» Exercise brief
An exact copy of every record is needed.

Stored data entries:
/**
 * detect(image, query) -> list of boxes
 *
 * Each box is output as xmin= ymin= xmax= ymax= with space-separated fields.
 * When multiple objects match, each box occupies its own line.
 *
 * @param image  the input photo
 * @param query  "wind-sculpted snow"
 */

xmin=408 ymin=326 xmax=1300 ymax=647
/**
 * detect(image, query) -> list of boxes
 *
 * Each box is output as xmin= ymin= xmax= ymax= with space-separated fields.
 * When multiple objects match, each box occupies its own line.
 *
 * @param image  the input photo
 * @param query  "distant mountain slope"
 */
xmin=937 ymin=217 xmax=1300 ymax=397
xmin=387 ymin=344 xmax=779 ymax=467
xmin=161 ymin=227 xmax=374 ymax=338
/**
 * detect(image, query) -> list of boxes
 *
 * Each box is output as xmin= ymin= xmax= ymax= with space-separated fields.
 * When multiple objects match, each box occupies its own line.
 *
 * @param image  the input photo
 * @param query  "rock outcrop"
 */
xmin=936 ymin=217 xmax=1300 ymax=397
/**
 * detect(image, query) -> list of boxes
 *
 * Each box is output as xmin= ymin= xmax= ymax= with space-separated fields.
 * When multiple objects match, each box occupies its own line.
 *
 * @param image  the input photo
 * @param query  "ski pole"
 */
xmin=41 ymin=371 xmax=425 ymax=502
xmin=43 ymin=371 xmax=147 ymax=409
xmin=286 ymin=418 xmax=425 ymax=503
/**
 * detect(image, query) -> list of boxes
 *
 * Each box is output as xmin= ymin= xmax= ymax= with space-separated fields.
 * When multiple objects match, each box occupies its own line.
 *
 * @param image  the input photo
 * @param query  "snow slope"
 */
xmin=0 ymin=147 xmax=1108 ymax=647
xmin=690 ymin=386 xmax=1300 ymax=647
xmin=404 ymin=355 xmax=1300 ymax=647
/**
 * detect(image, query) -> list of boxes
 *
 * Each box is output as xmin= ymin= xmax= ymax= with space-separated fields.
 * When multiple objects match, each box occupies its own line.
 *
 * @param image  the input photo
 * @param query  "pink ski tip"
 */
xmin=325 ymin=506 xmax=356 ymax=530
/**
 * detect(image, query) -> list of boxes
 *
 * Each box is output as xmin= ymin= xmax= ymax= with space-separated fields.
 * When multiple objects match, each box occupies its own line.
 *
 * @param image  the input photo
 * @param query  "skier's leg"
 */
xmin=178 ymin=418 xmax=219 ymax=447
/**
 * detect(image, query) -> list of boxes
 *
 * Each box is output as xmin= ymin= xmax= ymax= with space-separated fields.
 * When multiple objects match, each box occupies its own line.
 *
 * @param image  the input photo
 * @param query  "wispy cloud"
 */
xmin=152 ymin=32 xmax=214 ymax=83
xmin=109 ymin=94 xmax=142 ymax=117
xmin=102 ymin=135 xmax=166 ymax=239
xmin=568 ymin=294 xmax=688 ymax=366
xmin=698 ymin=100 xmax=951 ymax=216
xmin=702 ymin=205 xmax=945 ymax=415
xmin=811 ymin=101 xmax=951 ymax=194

» Completed task
/**
 * detect(image, query) -> list of boxes
 *
 * Each box is output as xmin= ymin= xmax= ymax= with space-separated fields.
 * When multiple objects match, each box occupies its own line.
 *
 * @param image  the input photo
 * @param query  "wind-sculpted snow"
 */

xmin=408 ymin=326 xmax=1300 ymax=647
/**
 * detect(image, query) -> list of boxes
 *
 * Each box is output as xmin= ymin= xmax= ymax= with space-separated fields.
 * When multiple objects match, each box occupies its own line.
 *
 * @param image  the input photo
 * @param query  "distant mountain slope"
 */
xmin=937 ymin=217 xmax=1300 ymax=397
xmin=387 ymin=344 xmax=779 ymax=467
xmin=161 ymin=227 xmax=374 ymax=338
/**
 * detect(image, query) -> list of boxes
 *
 * Each box is output as xmin= ymin= xmax= ymax= with space-separated fields.
 * When multiple objects match, each box occupies its own line.
 *
 * @param image  the input photo
 * @param query  "rock outcrop"
 */
xmin=936 ymin=217 xmax=1300 ymax=397
/**
 * detect(image, query) -> list of boxes
 *
 * Each box is output as xmin= ymin= xmax= ymax= with space-separated fields.
 * When multiple objects match, each box occupies its own line.
 *
 * @param image  the input photo
 * @param query  "ski pole"
 */
xmin=41 ymin=371 xmax=425 ymax=502
xmin=43 ymin=371 xmax=147 ymax=409
xmin=286 ymin=418 xmax=425 ymax=503
/**
 * detect(image, query) -> list of boxes
 *
 * Each box is output as xmin= ymin= xmax= ymax= with space-separated fields.
 * When multiple objects match, each box occupies its own line.
 *
 * @param image  the input photo
 * @param query  "snow slope"
 */
xmin=0 ymin=147 xmax=1108 ymax=647
xmin=690 ymin=386 xmax=1300 ymax=647
xmin=404 ymin=355 xmax=1300 ymax=647
/**
 * detect(image, query) -> list of boxes
 *
 * Each box is output as xmin= ymin= xmax= ymax= with space-separated fields.
 * When multiple objects match, each box occupies its own line.
 *
 * @param image  the input photo
 * @param query  "pink ski tip"
 */
xmin=325 ymin=506 xmax=356 ymax=530
/**
 * detect(image, query) -> list of boxes
 *
 * Each box is output as xmin= ymin= xmax= ymax= with space-separated fields.
 * When multiple objects match, each box occupies its own line.
 *
 * @param image  the input photo
 * @param query  "skier's leg"
 */
xmin=178 ymin=418 xmax=219 ymax=447
/**
 * detect(image, query) -> list of boxes
 *
 * Each box is output as xmin= ymin= xmax= ymax= with space-separated fields.
 * When multiple objects match, each box occupies its own line.
 *
 * @param image  the input photo
 * @param query  "wispy cloud"
 */
xmin=152 ymin=32 xmax=214 ymax=83
xmin=109 ymin=94 xmax=142 ymax=117
xmin=102 ymin=135 xmax=166 ymax=239
xmin=568 ymin=294 xmax=688 ymax=366
xmin=698 ymin=100 xmax=951 ymax=216
xmin=702 ymin=205 xmax=945 ymax=415
xmin=811 ymin=101 xmax=951 ymax=194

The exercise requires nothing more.